Position annotation records

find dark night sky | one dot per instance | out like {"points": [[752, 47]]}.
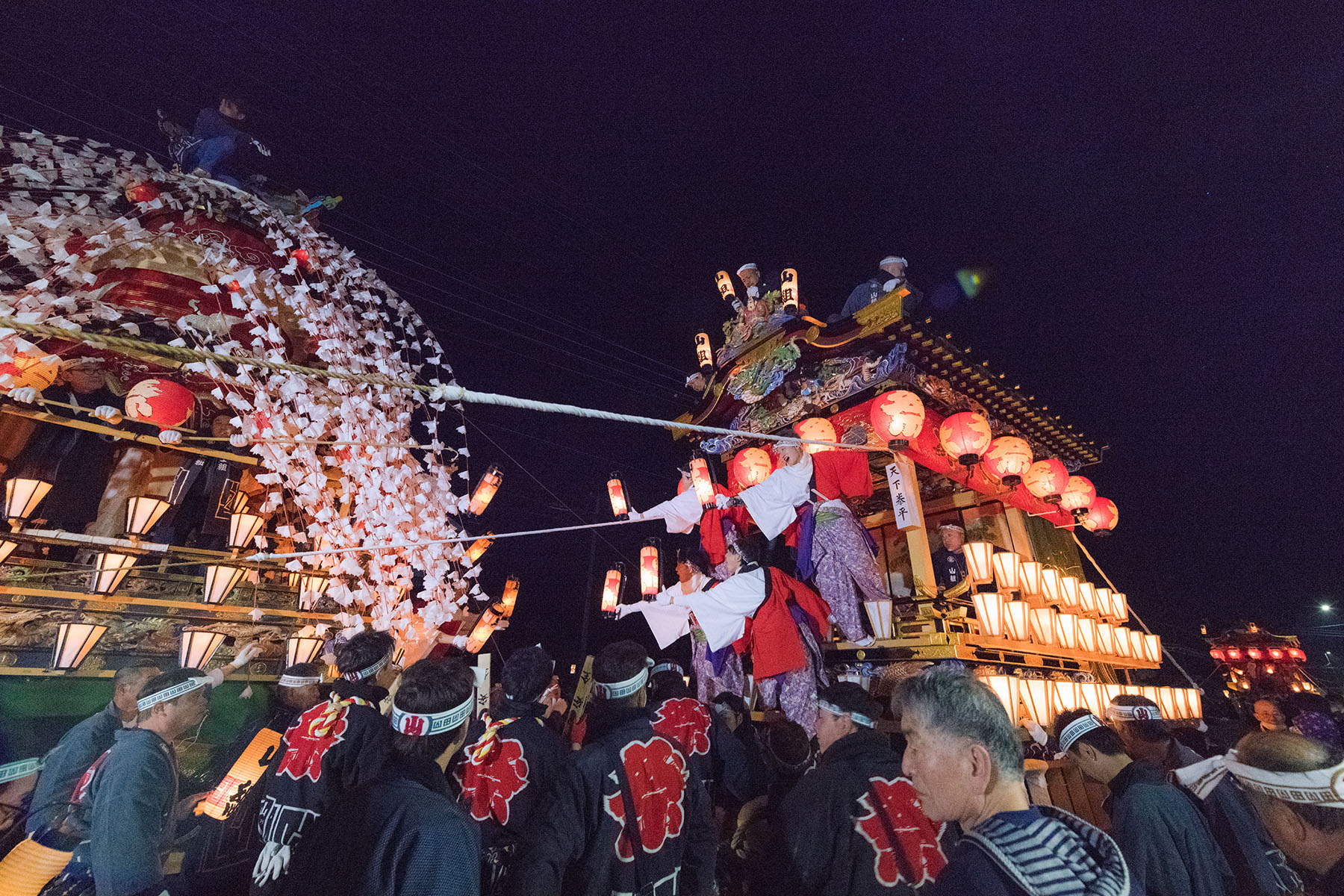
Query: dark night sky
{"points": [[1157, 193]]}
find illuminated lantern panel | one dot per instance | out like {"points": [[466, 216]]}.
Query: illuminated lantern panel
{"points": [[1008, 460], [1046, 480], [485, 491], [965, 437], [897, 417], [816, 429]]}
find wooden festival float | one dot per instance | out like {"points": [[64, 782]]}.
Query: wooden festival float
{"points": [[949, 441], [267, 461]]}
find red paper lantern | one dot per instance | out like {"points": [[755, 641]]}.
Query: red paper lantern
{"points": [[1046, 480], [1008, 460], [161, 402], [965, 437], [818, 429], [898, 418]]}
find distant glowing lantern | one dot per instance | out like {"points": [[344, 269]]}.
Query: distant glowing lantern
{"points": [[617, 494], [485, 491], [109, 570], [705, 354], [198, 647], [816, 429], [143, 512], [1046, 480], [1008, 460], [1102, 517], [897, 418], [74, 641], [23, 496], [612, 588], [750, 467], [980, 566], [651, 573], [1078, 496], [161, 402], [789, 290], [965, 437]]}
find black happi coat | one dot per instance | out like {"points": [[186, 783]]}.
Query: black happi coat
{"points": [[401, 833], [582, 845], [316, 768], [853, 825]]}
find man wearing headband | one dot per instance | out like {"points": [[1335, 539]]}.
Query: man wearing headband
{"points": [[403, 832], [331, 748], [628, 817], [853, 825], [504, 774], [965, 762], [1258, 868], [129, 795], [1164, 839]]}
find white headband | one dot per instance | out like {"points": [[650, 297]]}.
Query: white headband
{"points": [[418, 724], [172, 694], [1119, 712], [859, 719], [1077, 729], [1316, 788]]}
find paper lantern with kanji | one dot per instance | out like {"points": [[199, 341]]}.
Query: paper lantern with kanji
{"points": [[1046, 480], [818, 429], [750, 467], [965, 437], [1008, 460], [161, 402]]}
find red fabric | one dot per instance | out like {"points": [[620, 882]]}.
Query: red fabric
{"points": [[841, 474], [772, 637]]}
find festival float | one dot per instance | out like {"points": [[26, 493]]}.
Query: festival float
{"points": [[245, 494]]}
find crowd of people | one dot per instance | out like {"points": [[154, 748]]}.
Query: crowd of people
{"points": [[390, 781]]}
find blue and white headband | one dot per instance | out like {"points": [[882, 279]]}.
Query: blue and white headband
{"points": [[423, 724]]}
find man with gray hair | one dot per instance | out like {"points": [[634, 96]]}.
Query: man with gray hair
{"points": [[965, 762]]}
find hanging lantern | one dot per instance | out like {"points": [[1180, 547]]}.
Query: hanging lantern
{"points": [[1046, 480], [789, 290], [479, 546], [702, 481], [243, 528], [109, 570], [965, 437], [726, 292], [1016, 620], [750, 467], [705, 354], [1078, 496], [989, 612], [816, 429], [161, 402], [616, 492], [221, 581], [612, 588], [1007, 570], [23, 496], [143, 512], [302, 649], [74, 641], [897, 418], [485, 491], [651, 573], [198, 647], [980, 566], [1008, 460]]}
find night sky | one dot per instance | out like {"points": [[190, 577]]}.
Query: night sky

--

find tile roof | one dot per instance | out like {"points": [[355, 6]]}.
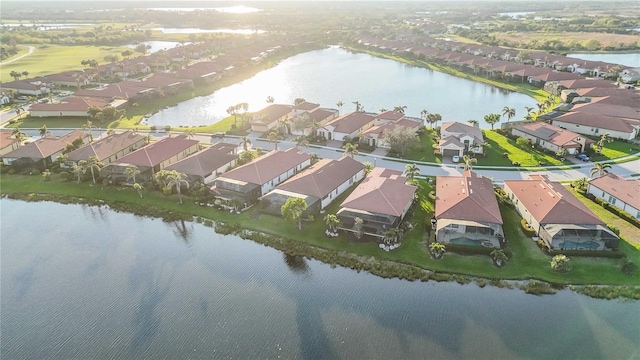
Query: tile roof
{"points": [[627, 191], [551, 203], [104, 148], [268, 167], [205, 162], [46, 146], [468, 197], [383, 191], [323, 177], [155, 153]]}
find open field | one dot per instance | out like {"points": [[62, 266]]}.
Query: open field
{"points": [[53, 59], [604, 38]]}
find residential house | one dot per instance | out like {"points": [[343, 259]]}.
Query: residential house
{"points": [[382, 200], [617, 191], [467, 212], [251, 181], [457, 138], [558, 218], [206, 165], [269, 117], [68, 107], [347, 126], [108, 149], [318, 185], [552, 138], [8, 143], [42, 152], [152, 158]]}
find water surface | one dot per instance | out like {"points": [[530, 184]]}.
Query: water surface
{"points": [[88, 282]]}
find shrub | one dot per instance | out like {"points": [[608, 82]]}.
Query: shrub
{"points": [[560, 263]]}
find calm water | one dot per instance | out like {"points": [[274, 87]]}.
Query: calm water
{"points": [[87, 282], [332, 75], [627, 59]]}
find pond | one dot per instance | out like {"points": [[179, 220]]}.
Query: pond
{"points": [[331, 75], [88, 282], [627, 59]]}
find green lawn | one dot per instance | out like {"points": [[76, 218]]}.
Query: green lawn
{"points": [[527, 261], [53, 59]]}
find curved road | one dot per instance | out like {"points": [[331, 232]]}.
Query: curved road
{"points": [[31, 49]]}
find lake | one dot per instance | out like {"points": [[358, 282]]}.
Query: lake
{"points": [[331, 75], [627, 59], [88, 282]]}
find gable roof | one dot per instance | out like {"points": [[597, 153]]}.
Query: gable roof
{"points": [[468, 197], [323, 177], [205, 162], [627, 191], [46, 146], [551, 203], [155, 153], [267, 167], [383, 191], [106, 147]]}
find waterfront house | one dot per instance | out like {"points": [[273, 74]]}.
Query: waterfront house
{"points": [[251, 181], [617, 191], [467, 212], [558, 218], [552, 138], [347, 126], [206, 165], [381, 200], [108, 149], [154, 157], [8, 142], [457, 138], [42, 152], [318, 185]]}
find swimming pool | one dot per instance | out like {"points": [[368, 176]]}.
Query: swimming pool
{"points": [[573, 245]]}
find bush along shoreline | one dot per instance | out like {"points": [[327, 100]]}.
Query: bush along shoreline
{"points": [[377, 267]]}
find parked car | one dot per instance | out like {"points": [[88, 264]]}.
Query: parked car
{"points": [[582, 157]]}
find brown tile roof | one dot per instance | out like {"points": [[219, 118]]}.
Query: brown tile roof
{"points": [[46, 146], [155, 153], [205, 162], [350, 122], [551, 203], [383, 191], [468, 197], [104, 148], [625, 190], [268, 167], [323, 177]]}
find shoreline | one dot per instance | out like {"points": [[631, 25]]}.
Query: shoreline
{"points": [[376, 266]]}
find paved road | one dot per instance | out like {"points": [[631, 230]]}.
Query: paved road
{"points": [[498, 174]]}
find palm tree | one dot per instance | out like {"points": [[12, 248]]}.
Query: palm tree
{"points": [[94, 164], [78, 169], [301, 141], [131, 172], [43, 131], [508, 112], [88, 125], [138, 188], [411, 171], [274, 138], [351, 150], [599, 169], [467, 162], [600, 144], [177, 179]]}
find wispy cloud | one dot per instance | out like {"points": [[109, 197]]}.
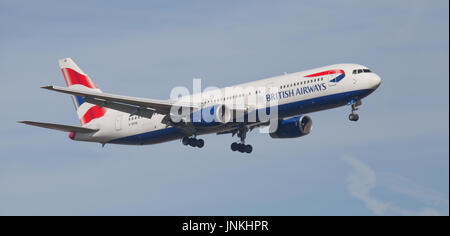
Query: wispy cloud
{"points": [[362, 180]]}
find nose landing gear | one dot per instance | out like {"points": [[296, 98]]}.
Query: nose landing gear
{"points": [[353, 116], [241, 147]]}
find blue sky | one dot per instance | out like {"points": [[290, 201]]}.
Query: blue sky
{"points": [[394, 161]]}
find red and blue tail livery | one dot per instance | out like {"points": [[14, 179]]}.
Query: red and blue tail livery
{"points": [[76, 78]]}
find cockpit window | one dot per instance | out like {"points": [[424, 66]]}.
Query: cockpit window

==

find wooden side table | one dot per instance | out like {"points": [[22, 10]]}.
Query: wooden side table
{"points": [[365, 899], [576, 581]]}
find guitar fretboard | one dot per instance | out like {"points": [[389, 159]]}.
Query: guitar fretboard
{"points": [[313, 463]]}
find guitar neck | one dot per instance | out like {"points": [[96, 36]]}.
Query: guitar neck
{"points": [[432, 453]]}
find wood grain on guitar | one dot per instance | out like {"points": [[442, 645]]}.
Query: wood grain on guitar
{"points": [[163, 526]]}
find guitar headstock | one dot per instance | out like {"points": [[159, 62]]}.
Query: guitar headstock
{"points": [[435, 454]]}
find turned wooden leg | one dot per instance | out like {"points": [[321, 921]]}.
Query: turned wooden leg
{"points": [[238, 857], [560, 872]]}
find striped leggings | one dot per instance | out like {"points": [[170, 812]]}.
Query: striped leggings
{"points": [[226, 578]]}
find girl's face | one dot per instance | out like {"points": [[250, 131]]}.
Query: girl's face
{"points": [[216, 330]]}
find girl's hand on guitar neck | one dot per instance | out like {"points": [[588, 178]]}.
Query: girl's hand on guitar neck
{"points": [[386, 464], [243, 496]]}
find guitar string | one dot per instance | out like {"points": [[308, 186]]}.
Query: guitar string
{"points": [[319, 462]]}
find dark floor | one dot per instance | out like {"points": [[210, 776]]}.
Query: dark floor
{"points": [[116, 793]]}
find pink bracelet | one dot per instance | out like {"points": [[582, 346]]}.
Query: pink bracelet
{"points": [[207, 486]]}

Prompt: Return, unchanged, the lines above from the line containing "find distant glowing" through the line containing "Query: distant glowing lantern", including both of those lines.

Reply:
find distant glowing lantern | one dot per instance | out like {"points": [[344, 269]]}.
Query: distant glowing lantern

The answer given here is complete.